# Data provided
<<<<

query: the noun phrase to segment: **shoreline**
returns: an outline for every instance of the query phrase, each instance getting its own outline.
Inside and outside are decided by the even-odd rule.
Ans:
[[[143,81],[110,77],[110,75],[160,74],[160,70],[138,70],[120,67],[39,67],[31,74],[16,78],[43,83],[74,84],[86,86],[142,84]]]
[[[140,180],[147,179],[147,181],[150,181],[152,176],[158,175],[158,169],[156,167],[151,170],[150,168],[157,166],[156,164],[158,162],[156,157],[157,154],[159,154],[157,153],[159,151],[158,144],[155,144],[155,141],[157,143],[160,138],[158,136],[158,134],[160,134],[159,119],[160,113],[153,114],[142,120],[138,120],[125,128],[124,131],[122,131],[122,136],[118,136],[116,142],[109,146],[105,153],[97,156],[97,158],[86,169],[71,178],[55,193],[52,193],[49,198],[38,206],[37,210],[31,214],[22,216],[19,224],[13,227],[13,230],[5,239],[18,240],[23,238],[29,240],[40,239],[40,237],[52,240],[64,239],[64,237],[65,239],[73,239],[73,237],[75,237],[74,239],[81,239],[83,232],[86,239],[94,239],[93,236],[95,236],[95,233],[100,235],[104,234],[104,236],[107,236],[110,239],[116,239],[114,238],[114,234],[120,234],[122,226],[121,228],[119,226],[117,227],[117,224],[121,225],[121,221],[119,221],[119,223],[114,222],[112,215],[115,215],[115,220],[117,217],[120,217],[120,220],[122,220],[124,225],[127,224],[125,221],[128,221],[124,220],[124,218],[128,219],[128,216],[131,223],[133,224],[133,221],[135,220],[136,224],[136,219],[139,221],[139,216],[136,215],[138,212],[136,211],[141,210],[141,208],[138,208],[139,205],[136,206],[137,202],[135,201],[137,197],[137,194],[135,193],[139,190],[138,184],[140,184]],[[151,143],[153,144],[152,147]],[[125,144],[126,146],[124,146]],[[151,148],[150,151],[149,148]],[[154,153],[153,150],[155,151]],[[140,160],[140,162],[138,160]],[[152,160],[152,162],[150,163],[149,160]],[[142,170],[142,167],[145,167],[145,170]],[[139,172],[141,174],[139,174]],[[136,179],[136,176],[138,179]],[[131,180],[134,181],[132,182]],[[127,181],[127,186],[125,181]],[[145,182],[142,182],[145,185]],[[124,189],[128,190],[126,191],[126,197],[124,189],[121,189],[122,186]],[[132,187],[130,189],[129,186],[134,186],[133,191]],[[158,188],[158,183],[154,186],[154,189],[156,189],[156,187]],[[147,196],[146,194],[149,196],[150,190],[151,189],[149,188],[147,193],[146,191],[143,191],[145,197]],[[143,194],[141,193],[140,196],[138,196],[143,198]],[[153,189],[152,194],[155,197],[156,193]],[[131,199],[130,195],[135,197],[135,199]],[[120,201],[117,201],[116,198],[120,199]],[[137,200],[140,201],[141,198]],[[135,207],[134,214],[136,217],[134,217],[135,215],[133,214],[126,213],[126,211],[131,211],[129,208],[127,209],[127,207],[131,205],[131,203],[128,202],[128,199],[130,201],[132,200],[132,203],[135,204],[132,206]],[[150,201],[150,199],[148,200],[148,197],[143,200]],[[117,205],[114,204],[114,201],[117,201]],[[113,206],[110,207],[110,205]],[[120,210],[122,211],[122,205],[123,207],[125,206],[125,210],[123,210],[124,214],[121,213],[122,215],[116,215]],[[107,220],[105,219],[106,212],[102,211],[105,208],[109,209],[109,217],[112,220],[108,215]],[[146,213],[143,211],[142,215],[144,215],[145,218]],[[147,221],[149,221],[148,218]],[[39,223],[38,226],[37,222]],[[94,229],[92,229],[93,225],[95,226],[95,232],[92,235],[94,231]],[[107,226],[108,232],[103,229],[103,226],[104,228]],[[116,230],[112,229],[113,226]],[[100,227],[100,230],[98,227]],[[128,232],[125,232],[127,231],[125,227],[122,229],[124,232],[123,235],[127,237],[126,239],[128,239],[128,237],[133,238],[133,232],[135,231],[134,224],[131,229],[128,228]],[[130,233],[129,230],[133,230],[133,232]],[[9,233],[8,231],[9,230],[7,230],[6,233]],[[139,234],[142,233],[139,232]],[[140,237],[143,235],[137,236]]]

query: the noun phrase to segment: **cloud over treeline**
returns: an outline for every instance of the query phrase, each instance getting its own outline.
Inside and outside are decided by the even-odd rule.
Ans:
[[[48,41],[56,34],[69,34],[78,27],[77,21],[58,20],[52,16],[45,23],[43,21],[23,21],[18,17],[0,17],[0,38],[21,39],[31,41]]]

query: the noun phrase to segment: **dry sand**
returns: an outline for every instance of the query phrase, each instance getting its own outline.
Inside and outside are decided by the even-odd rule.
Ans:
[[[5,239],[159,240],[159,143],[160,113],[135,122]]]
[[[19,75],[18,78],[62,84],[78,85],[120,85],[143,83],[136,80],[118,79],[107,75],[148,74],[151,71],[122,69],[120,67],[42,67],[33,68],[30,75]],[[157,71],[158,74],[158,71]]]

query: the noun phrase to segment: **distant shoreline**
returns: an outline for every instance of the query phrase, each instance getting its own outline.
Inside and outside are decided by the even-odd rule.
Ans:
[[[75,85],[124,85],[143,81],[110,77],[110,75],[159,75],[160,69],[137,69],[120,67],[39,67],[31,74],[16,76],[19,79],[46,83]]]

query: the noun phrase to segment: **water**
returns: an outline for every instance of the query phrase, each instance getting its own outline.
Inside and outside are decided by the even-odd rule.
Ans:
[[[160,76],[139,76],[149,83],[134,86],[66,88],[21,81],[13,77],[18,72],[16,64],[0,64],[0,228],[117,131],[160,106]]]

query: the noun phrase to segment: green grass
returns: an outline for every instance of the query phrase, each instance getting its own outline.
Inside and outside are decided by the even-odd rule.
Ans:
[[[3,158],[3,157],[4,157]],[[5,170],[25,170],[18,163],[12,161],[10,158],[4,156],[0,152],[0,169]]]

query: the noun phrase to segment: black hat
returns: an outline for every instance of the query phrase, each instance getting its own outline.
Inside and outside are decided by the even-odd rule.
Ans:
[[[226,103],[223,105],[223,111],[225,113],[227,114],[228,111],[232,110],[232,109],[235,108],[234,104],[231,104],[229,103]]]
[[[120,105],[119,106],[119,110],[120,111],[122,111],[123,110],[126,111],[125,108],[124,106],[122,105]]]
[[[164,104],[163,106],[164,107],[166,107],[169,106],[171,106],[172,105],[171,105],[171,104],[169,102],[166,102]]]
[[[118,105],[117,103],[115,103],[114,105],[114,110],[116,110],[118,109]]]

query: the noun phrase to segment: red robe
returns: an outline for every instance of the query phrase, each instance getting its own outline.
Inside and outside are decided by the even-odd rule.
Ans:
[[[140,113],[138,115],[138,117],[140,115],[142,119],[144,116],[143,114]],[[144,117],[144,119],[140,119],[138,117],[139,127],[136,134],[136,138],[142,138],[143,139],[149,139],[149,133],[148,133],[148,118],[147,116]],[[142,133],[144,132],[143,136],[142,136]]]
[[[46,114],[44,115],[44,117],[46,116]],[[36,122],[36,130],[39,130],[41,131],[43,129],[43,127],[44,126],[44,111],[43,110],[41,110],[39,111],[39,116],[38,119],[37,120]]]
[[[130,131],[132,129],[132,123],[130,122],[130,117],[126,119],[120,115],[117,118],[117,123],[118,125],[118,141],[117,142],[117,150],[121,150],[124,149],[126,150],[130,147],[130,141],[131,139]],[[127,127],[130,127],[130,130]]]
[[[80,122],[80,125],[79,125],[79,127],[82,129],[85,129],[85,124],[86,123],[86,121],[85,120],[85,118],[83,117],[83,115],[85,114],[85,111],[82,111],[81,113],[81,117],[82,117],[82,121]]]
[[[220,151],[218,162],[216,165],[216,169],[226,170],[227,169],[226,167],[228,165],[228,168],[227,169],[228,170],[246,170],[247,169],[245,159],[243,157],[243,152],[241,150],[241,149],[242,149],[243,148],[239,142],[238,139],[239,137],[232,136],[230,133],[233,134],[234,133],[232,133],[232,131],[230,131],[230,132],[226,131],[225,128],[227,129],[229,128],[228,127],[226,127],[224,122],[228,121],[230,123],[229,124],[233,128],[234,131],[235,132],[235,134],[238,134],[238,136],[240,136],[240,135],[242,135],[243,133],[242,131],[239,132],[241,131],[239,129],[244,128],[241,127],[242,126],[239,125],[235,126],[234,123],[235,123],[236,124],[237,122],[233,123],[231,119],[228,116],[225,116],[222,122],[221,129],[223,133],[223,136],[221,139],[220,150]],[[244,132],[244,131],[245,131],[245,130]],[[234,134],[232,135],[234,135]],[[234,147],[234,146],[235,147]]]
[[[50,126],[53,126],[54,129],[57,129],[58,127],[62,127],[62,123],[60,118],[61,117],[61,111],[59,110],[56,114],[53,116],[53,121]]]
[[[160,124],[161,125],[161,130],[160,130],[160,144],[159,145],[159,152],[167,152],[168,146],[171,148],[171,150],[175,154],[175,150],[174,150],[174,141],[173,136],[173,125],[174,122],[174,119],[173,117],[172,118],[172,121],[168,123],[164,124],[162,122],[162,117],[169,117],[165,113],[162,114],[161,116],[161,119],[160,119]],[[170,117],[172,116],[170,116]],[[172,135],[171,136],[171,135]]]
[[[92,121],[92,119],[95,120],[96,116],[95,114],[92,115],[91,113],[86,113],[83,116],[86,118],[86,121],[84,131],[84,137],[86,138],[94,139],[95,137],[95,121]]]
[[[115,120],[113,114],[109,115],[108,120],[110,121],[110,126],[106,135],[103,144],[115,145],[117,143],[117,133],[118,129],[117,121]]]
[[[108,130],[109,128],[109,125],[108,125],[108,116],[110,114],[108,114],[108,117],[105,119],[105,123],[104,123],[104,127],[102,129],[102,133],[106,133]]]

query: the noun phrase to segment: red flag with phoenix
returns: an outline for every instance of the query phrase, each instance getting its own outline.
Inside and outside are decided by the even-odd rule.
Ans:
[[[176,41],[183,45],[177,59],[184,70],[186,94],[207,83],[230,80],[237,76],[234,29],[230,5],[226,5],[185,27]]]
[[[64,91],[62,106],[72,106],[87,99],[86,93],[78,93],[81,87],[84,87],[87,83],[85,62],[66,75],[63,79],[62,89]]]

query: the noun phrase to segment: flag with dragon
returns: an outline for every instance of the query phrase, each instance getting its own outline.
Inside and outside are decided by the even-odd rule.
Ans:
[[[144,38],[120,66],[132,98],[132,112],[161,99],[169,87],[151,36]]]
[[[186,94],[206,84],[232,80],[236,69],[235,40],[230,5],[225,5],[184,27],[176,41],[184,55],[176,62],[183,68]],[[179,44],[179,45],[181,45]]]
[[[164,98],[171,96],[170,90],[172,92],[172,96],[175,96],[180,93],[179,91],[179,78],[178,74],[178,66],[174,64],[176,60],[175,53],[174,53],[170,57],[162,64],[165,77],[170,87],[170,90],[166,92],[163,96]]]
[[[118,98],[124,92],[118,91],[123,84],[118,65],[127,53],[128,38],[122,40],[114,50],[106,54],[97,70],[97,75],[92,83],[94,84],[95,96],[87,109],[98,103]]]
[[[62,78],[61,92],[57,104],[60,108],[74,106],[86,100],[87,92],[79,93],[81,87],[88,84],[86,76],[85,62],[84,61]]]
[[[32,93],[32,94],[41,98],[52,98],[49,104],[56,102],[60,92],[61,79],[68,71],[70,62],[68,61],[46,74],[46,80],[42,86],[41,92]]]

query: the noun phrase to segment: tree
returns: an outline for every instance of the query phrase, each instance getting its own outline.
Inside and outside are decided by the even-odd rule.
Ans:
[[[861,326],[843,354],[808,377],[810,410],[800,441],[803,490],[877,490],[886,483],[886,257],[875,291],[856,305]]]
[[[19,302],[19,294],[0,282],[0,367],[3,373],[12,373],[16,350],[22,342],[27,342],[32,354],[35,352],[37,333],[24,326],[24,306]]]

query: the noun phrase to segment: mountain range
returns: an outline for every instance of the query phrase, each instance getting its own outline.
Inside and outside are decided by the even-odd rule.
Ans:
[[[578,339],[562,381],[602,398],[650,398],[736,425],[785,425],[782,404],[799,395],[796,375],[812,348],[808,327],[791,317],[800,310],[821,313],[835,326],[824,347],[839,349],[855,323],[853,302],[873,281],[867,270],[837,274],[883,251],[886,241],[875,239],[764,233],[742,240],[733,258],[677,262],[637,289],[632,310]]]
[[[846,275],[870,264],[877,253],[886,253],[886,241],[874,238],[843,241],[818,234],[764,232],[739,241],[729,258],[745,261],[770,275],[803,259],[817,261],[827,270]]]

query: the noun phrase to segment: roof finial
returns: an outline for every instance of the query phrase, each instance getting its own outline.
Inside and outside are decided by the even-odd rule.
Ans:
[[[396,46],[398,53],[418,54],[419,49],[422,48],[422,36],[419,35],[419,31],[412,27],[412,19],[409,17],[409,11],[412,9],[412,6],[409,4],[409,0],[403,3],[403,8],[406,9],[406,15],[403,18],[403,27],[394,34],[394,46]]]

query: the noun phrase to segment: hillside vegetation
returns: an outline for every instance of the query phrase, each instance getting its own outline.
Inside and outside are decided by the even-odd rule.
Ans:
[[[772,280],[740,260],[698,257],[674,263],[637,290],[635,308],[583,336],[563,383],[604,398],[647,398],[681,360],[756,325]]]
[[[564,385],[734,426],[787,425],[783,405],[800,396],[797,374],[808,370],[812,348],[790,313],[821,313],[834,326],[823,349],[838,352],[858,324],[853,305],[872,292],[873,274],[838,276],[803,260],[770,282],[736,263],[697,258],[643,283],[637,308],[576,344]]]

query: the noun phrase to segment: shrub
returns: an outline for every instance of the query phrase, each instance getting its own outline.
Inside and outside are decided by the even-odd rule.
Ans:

>>>>

# Given request
Starting at the line that contains "query: the noun phrase to segment: shrub" and ending at the last of the lines, write those lines out again with every "noun phrase" changed to "expression" and nothing else altered.

# Solved problem
query: the expression to segment: shrub
returns: an outline for every instance of the query phrase, each instance getting its own outline.
Inside and outside are decided by the even-odd rule.
Ans:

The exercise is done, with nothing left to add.